What is needed: Please count the lines in the items below that contain the word "turquoise" and reply with only that number.

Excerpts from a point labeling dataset
_____

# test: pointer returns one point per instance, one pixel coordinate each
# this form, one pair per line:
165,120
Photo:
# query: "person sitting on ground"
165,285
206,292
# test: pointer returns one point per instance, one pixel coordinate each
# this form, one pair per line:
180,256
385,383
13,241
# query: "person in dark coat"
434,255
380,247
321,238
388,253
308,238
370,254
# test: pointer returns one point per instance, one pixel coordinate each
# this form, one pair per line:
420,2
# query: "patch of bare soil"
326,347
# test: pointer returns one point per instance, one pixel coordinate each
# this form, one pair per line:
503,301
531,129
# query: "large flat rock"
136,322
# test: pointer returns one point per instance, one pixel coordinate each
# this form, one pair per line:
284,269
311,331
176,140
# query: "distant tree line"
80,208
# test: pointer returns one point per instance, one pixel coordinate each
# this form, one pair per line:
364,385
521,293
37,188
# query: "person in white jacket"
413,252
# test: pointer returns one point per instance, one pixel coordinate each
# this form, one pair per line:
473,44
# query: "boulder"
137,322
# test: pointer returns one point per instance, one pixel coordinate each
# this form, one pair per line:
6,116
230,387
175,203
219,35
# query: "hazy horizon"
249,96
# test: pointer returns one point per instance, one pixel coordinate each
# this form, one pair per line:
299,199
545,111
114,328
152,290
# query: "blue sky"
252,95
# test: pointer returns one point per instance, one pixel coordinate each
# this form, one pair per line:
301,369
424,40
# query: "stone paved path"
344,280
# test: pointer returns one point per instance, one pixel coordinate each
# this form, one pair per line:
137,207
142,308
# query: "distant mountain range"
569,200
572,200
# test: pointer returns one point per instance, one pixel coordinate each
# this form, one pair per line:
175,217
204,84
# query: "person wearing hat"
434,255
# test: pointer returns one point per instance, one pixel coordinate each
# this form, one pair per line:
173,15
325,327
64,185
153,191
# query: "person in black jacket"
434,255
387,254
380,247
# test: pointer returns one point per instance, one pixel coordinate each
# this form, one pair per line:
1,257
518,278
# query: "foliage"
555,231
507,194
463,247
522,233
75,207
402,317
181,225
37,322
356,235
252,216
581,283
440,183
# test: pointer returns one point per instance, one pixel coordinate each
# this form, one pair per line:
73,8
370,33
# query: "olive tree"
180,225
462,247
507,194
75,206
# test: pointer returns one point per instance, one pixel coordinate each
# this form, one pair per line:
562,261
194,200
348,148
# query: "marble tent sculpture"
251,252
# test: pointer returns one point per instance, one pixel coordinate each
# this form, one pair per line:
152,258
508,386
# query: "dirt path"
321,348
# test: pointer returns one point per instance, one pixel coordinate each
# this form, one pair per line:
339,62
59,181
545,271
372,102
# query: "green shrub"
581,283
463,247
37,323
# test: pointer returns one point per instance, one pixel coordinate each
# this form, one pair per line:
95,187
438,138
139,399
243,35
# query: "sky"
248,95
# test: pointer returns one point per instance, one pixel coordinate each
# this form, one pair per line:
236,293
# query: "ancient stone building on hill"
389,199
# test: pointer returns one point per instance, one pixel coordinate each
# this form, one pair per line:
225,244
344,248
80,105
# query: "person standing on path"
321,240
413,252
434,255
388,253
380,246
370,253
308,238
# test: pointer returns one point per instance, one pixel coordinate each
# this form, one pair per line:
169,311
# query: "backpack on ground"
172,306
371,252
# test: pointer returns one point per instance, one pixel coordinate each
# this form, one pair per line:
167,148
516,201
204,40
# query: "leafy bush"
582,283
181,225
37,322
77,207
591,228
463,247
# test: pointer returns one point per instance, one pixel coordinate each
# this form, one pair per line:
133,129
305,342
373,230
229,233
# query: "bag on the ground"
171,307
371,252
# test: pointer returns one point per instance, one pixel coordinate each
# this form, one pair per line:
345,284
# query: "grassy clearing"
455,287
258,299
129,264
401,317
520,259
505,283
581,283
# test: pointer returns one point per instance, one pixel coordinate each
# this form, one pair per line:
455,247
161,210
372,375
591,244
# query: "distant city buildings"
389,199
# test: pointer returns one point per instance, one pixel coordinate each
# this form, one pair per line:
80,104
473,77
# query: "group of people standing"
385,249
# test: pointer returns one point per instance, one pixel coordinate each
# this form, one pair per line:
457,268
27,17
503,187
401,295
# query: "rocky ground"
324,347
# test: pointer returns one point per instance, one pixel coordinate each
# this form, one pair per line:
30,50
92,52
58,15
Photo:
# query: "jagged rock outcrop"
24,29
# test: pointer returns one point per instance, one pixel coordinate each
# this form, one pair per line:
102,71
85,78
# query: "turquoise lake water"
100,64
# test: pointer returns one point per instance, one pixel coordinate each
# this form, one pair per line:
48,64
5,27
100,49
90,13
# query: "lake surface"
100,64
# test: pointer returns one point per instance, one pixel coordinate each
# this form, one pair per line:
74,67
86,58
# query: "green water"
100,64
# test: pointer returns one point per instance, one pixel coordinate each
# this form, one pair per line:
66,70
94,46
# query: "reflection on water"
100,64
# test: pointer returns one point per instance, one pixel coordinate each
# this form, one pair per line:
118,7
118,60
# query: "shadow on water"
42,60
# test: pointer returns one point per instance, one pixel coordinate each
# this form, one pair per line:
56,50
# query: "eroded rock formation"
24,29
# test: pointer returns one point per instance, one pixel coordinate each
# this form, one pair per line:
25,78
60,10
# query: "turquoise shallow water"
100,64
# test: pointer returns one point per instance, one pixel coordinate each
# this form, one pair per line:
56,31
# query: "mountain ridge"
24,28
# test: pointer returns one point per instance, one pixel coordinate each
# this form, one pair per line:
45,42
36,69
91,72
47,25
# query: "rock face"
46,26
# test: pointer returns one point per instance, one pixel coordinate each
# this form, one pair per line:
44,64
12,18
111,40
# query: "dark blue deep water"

_____

Task result: 2